Exercise aim:
Render the data below as a numbered list. Begin at the line that contains "where the forest", stop after the line that contains "157, 183, 317, 272", and omit any blank lines.

Material supplied:
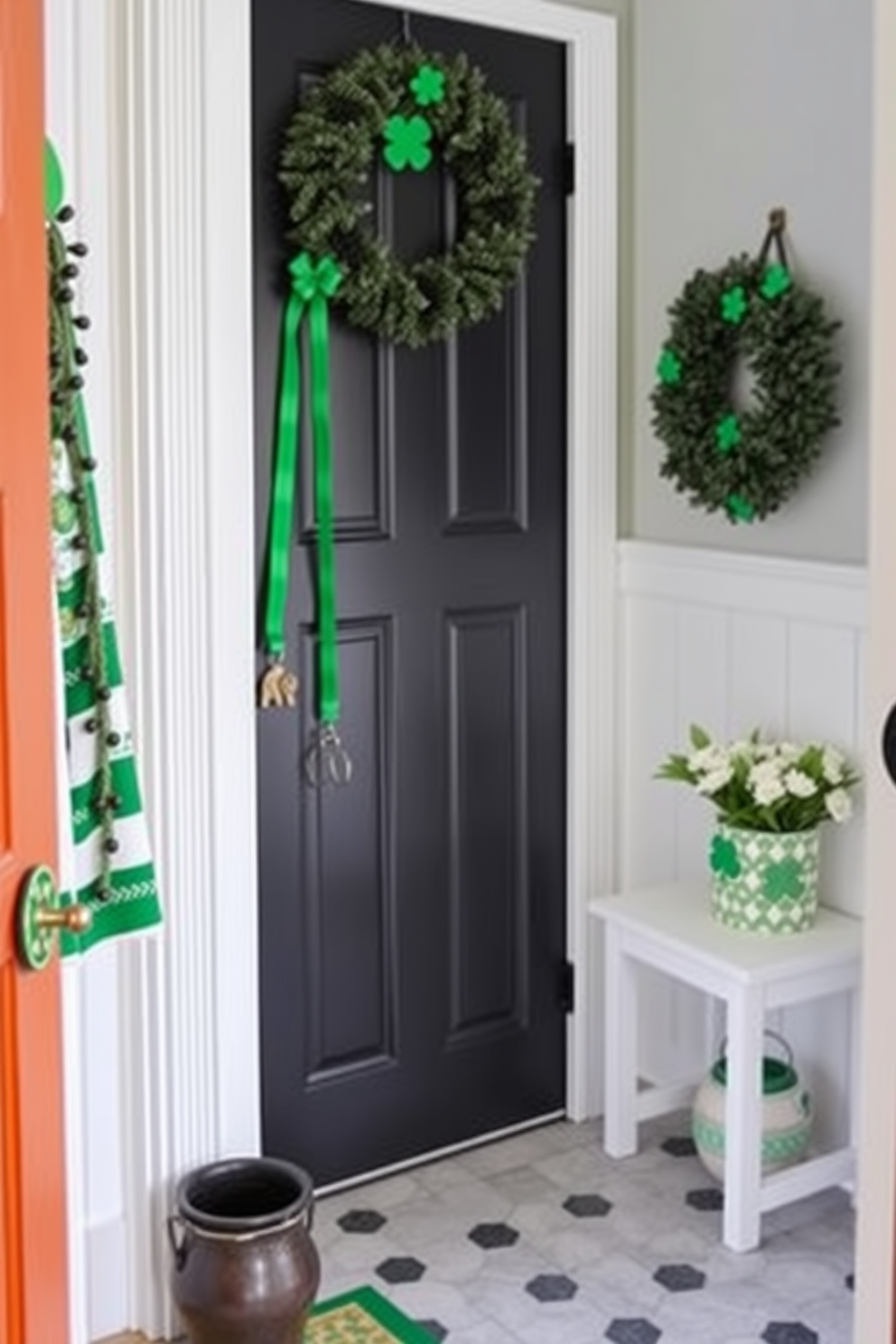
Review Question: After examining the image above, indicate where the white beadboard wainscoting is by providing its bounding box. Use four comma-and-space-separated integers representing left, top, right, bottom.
617, 542, 868, 1143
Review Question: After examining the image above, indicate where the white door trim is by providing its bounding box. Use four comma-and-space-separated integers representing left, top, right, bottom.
107, 0, 618, 1338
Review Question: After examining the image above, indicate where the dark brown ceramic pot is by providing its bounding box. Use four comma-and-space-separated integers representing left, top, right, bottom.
168, 1157, 321, 1344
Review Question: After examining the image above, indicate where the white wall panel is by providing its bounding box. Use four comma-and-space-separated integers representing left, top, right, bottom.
618, 542, 865, 1143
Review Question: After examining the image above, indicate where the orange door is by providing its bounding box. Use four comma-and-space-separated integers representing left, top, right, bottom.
0, 0, 69, 1344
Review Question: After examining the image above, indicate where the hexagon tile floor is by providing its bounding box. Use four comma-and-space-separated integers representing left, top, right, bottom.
314, 1115, 854, 1344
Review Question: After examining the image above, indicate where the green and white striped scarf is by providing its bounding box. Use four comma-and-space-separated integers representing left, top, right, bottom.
46, 144, 161, 956
52, 441, 161, 956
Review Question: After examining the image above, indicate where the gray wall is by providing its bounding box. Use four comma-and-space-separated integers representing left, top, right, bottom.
631, 0, 875, 562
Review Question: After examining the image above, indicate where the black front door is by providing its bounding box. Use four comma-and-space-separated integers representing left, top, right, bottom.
253, 0, 565, 1184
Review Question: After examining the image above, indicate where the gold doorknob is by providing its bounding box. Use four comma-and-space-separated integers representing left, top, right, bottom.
17, 865, 93, 970
33, 906, 93, 933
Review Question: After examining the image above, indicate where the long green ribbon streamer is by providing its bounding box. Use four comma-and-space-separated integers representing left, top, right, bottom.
265, 253, 342, 726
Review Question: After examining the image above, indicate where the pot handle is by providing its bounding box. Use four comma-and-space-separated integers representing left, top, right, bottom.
166, 1214, 188, 1270
719, 1027, 794, 1069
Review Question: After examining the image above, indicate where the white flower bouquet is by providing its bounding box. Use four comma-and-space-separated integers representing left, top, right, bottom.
657, 724, 860, 834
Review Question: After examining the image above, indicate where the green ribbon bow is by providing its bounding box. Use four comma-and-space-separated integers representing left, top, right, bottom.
265, 251, 342, 763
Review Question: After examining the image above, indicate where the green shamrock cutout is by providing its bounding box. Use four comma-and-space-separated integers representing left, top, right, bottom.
761, 859, 806, 901
725, 493, 756, 523
759, 266, 792, 298
716, 411, 740, 453
709, 836, 740, 878
408, 66, 444, 107
383, 116, 433, 172
289, 253, 342, 303
657, 348, 681, 385
722, 285, 747, 325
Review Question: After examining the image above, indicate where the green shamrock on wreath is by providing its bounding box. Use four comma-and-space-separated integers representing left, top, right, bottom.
408, 66, 444, 107
716, 413, 740, 453
759, 266, 792, 298
722, 285, 747, 327
725, 493, 756, 523
383, 114, 433, 172
657, 348, 681, 383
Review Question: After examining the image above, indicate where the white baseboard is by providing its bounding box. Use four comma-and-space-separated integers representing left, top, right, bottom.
86, 1217, 130, 1340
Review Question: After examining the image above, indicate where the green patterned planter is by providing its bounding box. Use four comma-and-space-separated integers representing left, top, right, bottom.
709, 821, 819, 934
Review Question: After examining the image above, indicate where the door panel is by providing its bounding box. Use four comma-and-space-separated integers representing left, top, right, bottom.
0, 0, 69, 1344
253, 0, 565, 1181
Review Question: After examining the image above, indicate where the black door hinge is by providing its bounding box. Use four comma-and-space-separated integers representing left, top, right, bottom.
563, 145, 575, 196
557, 961, 575, 1012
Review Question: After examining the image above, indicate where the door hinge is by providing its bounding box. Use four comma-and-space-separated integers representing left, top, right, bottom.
563, 145, 575, 196
557, 961, 575, 1012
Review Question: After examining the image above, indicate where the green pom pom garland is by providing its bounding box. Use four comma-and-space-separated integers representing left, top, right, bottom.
279, 44, 537, 345
650, 248, 841, 523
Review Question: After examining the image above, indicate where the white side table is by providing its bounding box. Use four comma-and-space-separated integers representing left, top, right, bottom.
588, 883, 861, 1251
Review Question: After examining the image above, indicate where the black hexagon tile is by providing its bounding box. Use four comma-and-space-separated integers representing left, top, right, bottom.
468, 1223, 520, 1251
416, 1321, 447, 1344
376, 1255, 425, 1283
653, 1265, 706, 1293
659, 1135, 697, 1157
761, 1321, 818, 1344
526, 1274, 579, 1302
336, 1209, 386, 1232
563, 1195, 612, 1218
686, 1185, 725, 1214
604, 1316, 662, 1344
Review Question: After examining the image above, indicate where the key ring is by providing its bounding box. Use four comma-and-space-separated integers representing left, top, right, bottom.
305, 723, 352, 789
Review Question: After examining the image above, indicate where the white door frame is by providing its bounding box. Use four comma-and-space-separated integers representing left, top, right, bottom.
101, 0, 618, 1338
854, 0, 896, 1341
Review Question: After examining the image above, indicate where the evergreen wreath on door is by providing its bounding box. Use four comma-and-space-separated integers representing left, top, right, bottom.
259, 44, 537, 785
650, 210, 841, 523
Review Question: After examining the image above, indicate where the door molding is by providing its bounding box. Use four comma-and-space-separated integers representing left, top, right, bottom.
112, 0, 618, 1338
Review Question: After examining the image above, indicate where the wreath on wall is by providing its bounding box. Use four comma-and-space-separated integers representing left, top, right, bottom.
281, 42, 537, 345
650, 210, 841, 523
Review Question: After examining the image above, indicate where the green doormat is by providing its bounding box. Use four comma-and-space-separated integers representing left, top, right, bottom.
303, 1288, 433, 1344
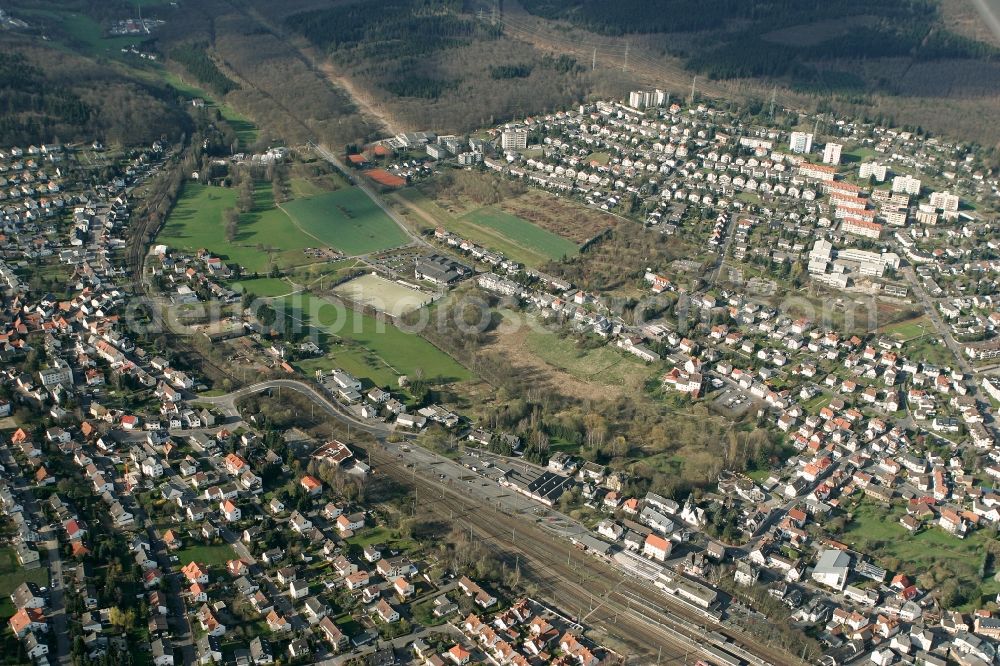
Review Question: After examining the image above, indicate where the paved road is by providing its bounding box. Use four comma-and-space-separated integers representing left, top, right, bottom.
902, 266, 997, 438
4, 452, 72, 666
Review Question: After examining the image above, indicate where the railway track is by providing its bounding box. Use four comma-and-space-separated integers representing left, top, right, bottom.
372, 444, 797, 666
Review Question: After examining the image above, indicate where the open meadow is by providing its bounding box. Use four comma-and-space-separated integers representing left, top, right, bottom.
282, 188, 408, 255
156, 183, 317, 272
278, 294, 472, 386
333, 274, 432, 317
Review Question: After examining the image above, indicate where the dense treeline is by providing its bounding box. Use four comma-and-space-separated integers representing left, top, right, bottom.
0, 45, 190, 145
287, 0, 490, 58
687, 23, 998, 82
490, 63, 533, 81
521, 0, 935, 35
385, 73, 458, 99
0, 53, 92, 143
278, 0, 592, 132
170, 44, 239, 95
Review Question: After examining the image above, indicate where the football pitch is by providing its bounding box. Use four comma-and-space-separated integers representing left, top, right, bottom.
282, 187, 409, 255
333, 274, 431, 317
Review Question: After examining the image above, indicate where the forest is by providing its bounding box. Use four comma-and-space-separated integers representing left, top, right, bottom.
0, 45, 190, 145
687, 21, 998, 83
521, 0, 936, 35
170, 43, 239, 95
286, 0, 499, 59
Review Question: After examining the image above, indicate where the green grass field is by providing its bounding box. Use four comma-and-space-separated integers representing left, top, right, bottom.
879, 317, 934, 342
161, 68, 257, 148
457, 206, 579, 259
177, 545, 236, 567
0, 548, 49, 616
842, 500, 1000, 610
283, 188, 408, 255
903, 332, 955, 365
17, 9, 141, 59
525, 330, 656, 386
289, 295, 472, 386
229, 278, 295, 298
157, 183, 317, 272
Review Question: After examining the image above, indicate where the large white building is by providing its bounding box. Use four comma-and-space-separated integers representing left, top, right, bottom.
788, 132, 812, 153
500, 127, 528, 150
931, 192, 958, 212
823, 143, 844, 166
840, 215, 882, 240
628, 89, 670, 109
812, 548, 851, 590
808, 238, 899, 288
858, 162, 889, 183
892, 175, 920, 196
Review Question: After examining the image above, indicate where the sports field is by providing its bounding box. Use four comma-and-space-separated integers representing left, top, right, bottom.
333, 273, 431, 317
458, 206, 578, 259
282, 187, 408, 255
156, 183, 317, 272
288, 295, 472, 386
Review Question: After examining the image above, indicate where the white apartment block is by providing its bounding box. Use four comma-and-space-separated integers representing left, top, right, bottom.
892, 176, 920, 196
823, 143, 844, 166
858, 162, 889, 183
931, 192, 958, 212
788, 132, 812, 153
500, 127, 528, 150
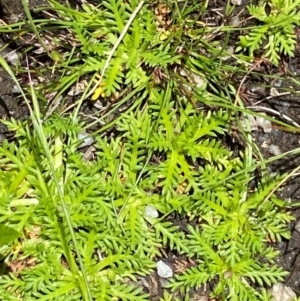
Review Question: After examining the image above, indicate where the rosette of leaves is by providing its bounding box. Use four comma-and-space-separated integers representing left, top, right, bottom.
237, 0, 300, 65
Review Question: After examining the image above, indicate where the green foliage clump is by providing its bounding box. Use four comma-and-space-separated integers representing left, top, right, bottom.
0, 0, 292, 301
237, 0, 300, 65
0, 87, 291, 301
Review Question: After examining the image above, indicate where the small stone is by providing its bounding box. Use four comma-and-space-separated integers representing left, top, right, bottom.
269, 144, 281, 156
10, 85, 21, 94
256, 114, 273, 133
231, 0, 242, 5
295, 220, 300, 232
77, 132, 95, 148
5, 51, 19, 66
270, 282, 297, 301
229, 16, 241, 26
144, 205, 158, 218
156, 260, 173, 278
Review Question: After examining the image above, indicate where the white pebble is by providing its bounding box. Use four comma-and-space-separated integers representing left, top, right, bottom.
77, 132, 95, 148
10, 85, 21, 94
269, 144, 281, 156
144, 205, 158, 218
295, 220, 300, 232
256, 114, 272, 133
231, 0, 242, 5
5, 51, 19, 66
156, 260, 173, 278
270, 282, 297, 301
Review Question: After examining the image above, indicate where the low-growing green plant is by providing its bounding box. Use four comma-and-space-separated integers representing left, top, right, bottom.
237, 0, 300, 65
0, 0, 298, 301
0, 80, 291, 301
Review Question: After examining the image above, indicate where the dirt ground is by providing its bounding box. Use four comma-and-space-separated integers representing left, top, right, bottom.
0, 0, 300, 300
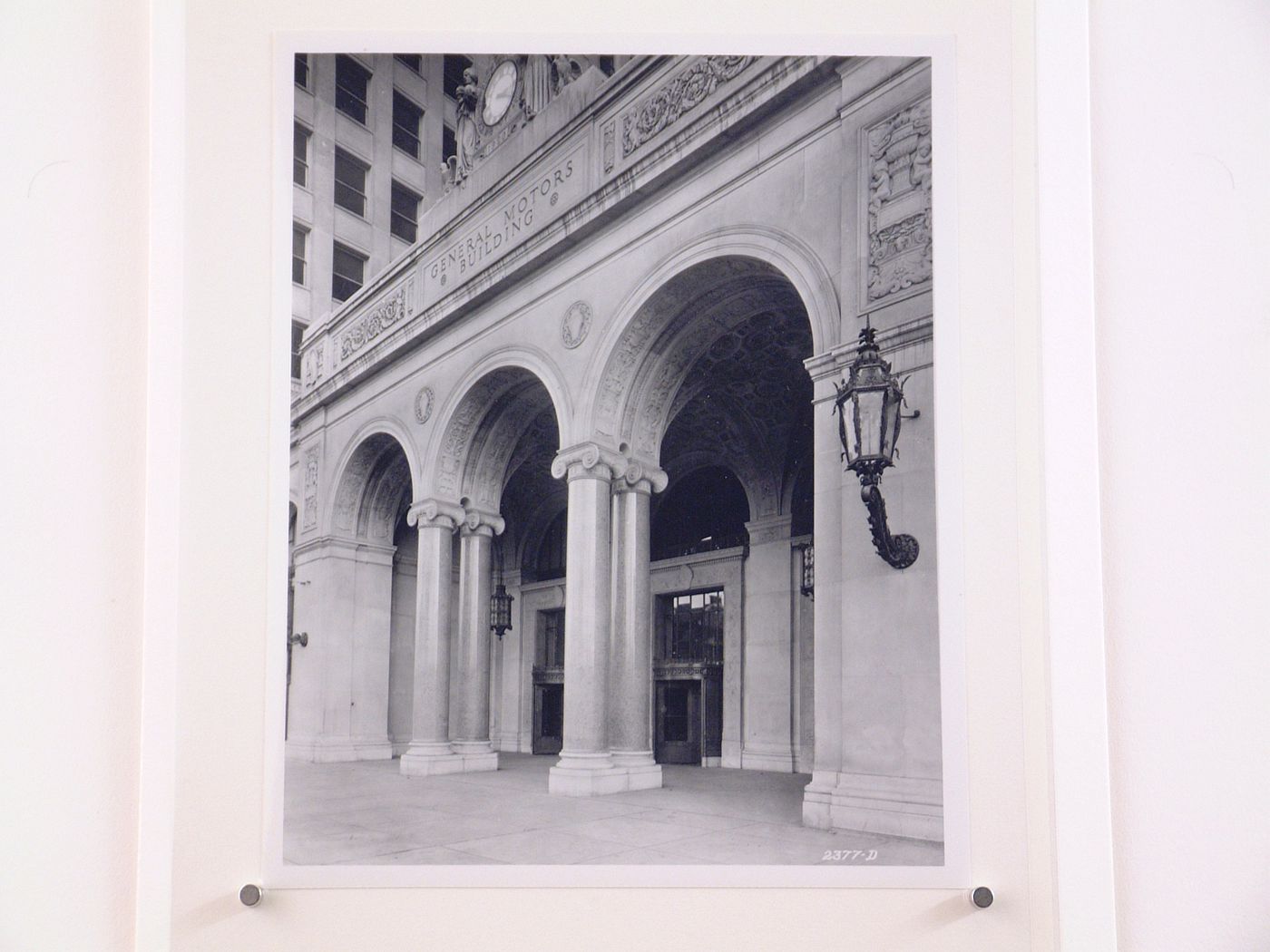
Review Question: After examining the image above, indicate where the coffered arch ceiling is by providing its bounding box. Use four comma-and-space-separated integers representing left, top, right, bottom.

Exercise response:
1. Review Question: After examining the image above, indicate where the forest is by providing its bounding box. Use four comma-and-space-separated integers representing left, top, right, bottom.
2. 0, 45, 190, 145
3. 687, 21, 998, 83
4. 521, 0, 936, 35
5. 170, 43, 239, 95
6. 286, 0, 499, 59
7. Review Question: After examining the image above, indicate where the green grass field is by providing its bounding box. Use four comma-and-space-separated integers representing left, top, right, bottom.
8. 879, 317, 934, 342
9. 161, 68, 257, 148
10. 457, 206, 579, 259
11. 177, 545, 236, 567
12. 0, 548, 49, 616
13. 842, 500, 1000, 610
14. 283, 188, 408, 255
15. 903, 332, 955, 365
16. 17, 9, 141, 59
17. 525, 330, 656, 386
18. 289, 295, 472, 386
19. 229, 278, 295, 298
20. 157, 183, 317, 272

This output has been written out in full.